## Task details
Once the pictures have been excluded, set down each remaining entry word for word.

-------- Data excerpts --------

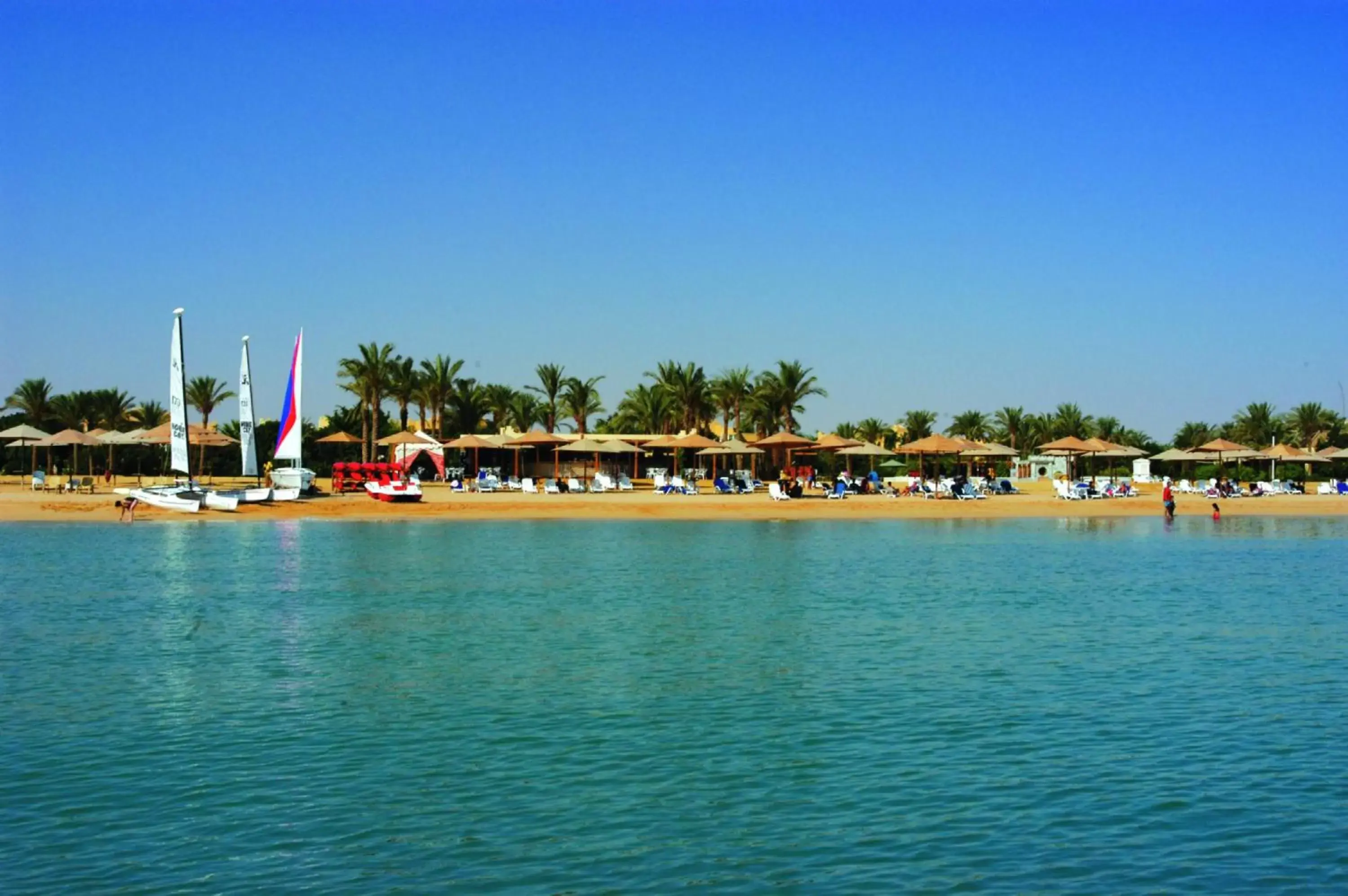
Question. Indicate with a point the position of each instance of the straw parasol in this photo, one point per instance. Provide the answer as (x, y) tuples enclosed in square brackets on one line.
[(25, 436), (1292, 454), (789, 441), (865, 449), (584, 447), (538, 439), (75, 439), (739, 447), (619, 447), (935, 444), (475, 443), (115, 439), (834, 443)]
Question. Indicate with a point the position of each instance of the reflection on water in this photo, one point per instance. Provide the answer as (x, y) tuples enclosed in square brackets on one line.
[(1078, 705)]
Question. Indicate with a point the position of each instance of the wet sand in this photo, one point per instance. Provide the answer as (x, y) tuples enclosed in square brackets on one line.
[(21, 504)]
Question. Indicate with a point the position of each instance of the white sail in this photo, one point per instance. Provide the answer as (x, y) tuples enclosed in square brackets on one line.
[(246, 418), (180, 452), (288, 437)]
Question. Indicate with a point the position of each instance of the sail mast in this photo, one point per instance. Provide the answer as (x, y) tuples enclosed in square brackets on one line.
[(180, 452), (246, 418)]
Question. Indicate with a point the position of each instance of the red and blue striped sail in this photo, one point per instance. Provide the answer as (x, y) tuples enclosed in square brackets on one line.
[(288, 437)]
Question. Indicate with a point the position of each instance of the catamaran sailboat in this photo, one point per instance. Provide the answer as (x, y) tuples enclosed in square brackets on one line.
[(184, 496), (288, 437), (246, 436)]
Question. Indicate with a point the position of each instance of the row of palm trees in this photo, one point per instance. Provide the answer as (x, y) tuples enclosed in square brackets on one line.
[(1308, 426), (107, 409), (677, 397)]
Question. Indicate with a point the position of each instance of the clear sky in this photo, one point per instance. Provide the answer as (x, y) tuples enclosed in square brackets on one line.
[(1137, 207)]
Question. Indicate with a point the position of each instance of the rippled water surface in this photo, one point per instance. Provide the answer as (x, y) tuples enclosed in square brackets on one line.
[(1073, 706)]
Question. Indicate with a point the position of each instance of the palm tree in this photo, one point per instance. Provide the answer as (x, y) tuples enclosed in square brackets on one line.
[(499, 399), (581, 401), (75, 412), (367, 378), (874, 430), (971, 425), (918, 425), (1068, 420), (112, 412), (550, 385), (645, 409), (34, 399), (1193, 435), (1109, 429), (1258, 425), (149, 416), (404, 383), (525, 412), (439, 377), (688, 391), (731, 391), (1311, 424), (470, 406), (1010, 425), (205, 394), (790, 385)]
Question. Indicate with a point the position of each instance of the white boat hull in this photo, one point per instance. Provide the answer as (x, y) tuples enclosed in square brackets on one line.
[(248, 496), (165, 500), (293, 477), (394, 492)]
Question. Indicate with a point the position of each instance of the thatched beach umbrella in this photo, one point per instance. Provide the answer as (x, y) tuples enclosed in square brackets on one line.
[(538, 439), (584, 447), (785, 440), (619, 447), (25, 436), (475, 443), (935, 444), (866, 449), (75, 439)]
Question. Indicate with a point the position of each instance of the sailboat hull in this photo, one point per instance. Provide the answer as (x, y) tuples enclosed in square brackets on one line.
[(293, 477)]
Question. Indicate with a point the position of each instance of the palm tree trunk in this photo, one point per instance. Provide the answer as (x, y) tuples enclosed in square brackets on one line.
[(364, 432)]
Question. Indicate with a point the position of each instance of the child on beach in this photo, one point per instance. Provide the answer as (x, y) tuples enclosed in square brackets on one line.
[(127, 507)]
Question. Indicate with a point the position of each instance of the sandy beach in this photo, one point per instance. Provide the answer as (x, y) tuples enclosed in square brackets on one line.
[(21, 504)]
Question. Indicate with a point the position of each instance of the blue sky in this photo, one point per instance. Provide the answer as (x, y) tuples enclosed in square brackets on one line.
[(1140, 207)]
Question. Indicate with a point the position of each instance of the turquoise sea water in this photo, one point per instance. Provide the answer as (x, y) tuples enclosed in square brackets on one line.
[(1013, 706)]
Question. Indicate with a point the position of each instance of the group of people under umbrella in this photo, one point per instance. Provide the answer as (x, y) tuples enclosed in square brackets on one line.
[(30, 437)]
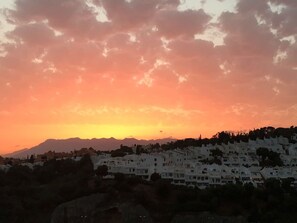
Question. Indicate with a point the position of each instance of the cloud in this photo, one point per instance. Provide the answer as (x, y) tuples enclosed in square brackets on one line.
[(148, 56)]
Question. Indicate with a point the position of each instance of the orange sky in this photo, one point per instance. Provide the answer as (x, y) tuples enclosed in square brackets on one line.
[(144, 69)]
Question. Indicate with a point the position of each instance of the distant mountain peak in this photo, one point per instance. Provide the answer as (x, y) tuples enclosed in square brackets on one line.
[(76, 143)]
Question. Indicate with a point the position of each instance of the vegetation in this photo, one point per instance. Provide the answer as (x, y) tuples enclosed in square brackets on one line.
[(33, 194)]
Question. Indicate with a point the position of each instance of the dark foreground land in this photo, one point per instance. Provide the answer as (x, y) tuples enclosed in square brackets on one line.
[(69, 191)]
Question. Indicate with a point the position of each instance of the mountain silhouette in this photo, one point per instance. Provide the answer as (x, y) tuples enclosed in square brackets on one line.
[(67, 145)]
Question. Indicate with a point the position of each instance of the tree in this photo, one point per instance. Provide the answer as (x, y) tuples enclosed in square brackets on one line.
[(216, 152), (155, 177)]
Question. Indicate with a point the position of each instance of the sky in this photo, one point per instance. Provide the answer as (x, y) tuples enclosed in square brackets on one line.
[(144, 69)]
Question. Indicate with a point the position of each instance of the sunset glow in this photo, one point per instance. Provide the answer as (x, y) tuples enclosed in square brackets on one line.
[(144, 69)]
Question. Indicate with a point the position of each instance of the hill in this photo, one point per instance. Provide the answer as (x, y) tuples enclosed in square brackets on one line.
[(67, 145)]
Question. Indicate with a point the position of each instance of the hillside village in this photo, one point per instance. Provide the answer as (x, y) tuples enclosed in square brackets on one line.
[(208, 165)]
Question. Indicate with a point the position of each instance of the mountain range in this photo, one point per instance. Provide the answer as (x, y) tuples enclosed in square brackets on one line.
[(67, 145)]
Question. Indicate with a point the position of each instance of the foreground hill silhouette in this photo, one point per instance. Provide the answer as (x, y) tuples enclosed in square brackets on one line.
[(67, 145)]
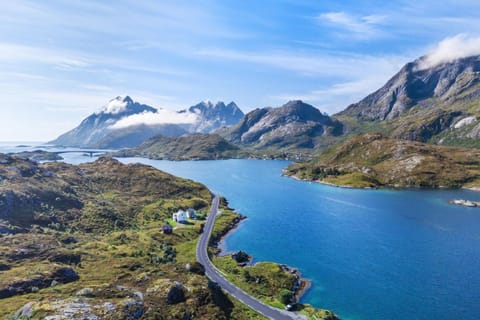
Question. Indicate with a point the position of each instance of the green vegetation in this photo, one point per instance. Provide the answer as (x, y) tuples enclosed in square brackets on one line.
[(91, 235), (372, 160)]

--------

## Answer to this problem
Question. Indicate with a point the position of each instance of the straw parasol in this photo, one point per instance. Provide the answer as (x, y) tuples enclosed in square brackets on one line.
[(25, 436), (1292, 454), (789, 441), (865, 449), (584, 447), (538, 439), (75, 439), (739, 447), (619, 447), (935, 444), (475, 443), (115, 439), (834, 443)]
Question. Indicate with a point the position of each instance of the reflection on water in this photo, one point per instance. Provide the answer as (x, y) tuples enclosed in square brackets on one line.
[(1078, 705)]
Question. Indicate with a point the position of each instance of the wet sand in this photo, one point per instance. Provide the answer as (x, y) tuples enclosed in square brackets on one line.
[(21, 504)]
Question. Indicate with a point the position of each instance of the white sail in this photo, one point per instance. Provide the answer as (x, y) tuples enclosed in square brackets on one line.
[(246, 418), (180, 452), (288, 437)]
Question. Indicate with a point the position of each instance of the sail mast in this photo, one point per instance. Provide the answer as (x, y) tuples enclosed in square brackets on one line.
[(180, 452), (246, 418)]
Question. Indicate with a point the position of each instance of the red and blue striped sail in this photo, one point per instance. Provide the answer as (x, y) tuples enclosed in square brackets on one line.
[(288, 437)]
Question. Indicate with a point the position of each instance of the catamaran sailboat in this photo, one point per instance. Provide the answer as (x, y) tuples enclosed in square brackets on one line.
[(184, 496), (288, 437), (246, 436)]
Question. Indicate with a point the position of each instance of the row of palm trees in this photo, one point per instance. Provide the answer as (x, y) tuples enclosed in square brackets on one line.
[(1308, 426), (107, 409), (677, 397)]
Question. Indicate with a point the position of each instance of the clear sky in this photo, one point per instance. Provide the answer as (x, y) tuples enclosed in square brackets on one line.
[(1137, 207)]
Question. Indicate with a point the position of each instance of the rippled water surface in this photo, one point per instance. Provide the answer as (x, y) tuples enclosed in square brackets on one line.
[(1073, 706)]
Question. Indicate with a point the position of each instance of the palm tree in this photo, one point per instance. Provide the answer as (x, y) tuples enclosed in square brackets on one line.
[(499, 399), (581, 401), (75, 412), (367, 378), (874, 430), (971, 425), (918, 425), (1068, 420), (112, 412), (550, 385), (645, 409), (34, 399), (1193, 435), (1109, 429), (1258, 425), (149, 416), (404, 383), (525, 412), (439, 377), (688, 391), (731, 391), (1311, 424), (470, 406), (1010, 425), (205, 394), (790, 385)]
Question. Indicate with a point the position of each instance of the white boat hull in this photo, one point per instance. Provide the answer as (x, y) tuples enclosed in square brackets on one line.
[(248, 496), (165, 500), (293, 477), (394, 492)]
Question. Indicate with a point the position of each instance of the thatched beach umbrella in this photo, one point per instance. Provide the answer as (x, y) tuples enclosed in square brackets on one line.
[(538, 439), (584, 447), (785, 440), (619, 447), (25, 436), (475, 443), (935, 444), (866, 449), (75, 439)]
Question. Indicate with a point the position of each instance of the sailboat hull in this photo, one point per instance. Provide the answer as (x, y) tuples enclosed in square brackets on one line.
[(293, 477)]
Question. Indicate with a point the position of each instance of the palm tree trunk in this photo, one point per instance. Provide the answer as (x, y) tuples enclosed in square brackets on one line.
[(364, 432)]
Question. Indicate with a point the position of each instance of the child on beach in this photo, one point per instance. Provide the answer as (x, y) tuples enclosed in square brackets on one line.
[(127, 507)]
Question. Indicate with a point the position of each instance of the sandy beach in this photo, one point per instance. Provide the answer as (x, y) tuples enclosed in square brackets on one line.
[(21, 504)]
Question. Indicate with a point the position of each instance of the blue sky in this photo, one point per instance. Provide the answer as (x, y) tuples enclosed in square brackets on one line.
[(1140, 207)]
Question. Indicate with a point the position of each instance of the turquoise sea water in this photo, one point per instance. Provide the answer as (x, y) tuples enclosed in square brackets on one line.
[(1013, 706)]
Question. Indicate with a point the position of each instance of the group of people under umbrella in this photo, one point per instance. Provide the answer as (x, y) tuples enclosed in square brackets on one line.
[(30, 437)]
Question. Indicate with a point the position of each instance of the cloud in this photo, one point per instance. Provide the answer as (x, y) tuples enclosed in square brackets on one line.
[(148, 56)]
Question. Indicate with a point the position of each instance of the orange sky in this photo, one point per instance. Provide the answer as (x, y) tuples enclosed in square brackets on one line.
[(144, 69)]
Question. Indicate with a point the position of each instance of the distant mountain peak in this photo, one point per instance. Provide the answer as (x, y) tuples enclosed in square brackets on one line.
[(76, 143)]
Question. Indicate with a point the position of each instance of the vegetation in this photo, one point per instance. Provide the answer as (x, y) tuples enclosed in square brackets on one line.
[(33, 194)]
Question. Indicate with a point the position of each instance of the dark foreground land in this photo, one point per instance. Provide the answer as (x, y) tuples enclosed in square brackets on one line.
[(69, 191)]
Question. Indicate with a point the position of each instance of the mountain silhouette in this photo, one point per instance. Provide the answer as (x, y) tuples enclosed in square brackets on one line.
[(67, 145)]
Question. Indicate with a point the position of each instance of the tree in this photo, one point per instance. Provide the answer as (x, y) tuples enclosed in square brackets on one line.
[(216, 152), (155, 177)]
Question. Indicate with a point the position of each instance of the sky in this photo, one point per instance. Provide the answer as (x, y) tuples enclosed in square brackets on one line.
[(144, 69)]
Question. Indicate with a point the position of each instance of the sunset glow in this photo, one point per instance. Provide the answer as (x, y) tuples enclosed in square brackets on one line.
[(144, 69)]
Question. Indicate with a point the position of each instance of the hill in this photo, one point per instance. Provide the answer as (x, y) tuples enclosed in square brackets on one line.
[(67, 145)]
Question. Indicate with a point the position of each instance of the hillside village in this photo, one point per instance. Provide the answer as (x, y) tuples enclosed in square brackets on one line.
[(208, 165)]
Question. Indicate with a point the position of each instance of the mountain range in this photo, one point per instance. Provide the answer as (x, y) tuples enclosed in square brackets on one line.
[(67, 145)]
Question. Indicate with a point the position of each instance of the foreground hill silhouette in this photo, one point per instance. Provide the answer as (x, y) tuples enclosed in square brackets on one line.
[(67, 145)]
Question. Indicate with a point the position of each instance of the green vegetation in this photo, one point per instance. Provide the answer as (x, y) tuples enclosed in square brackets on one line.
[(91, 235), (372, 160)]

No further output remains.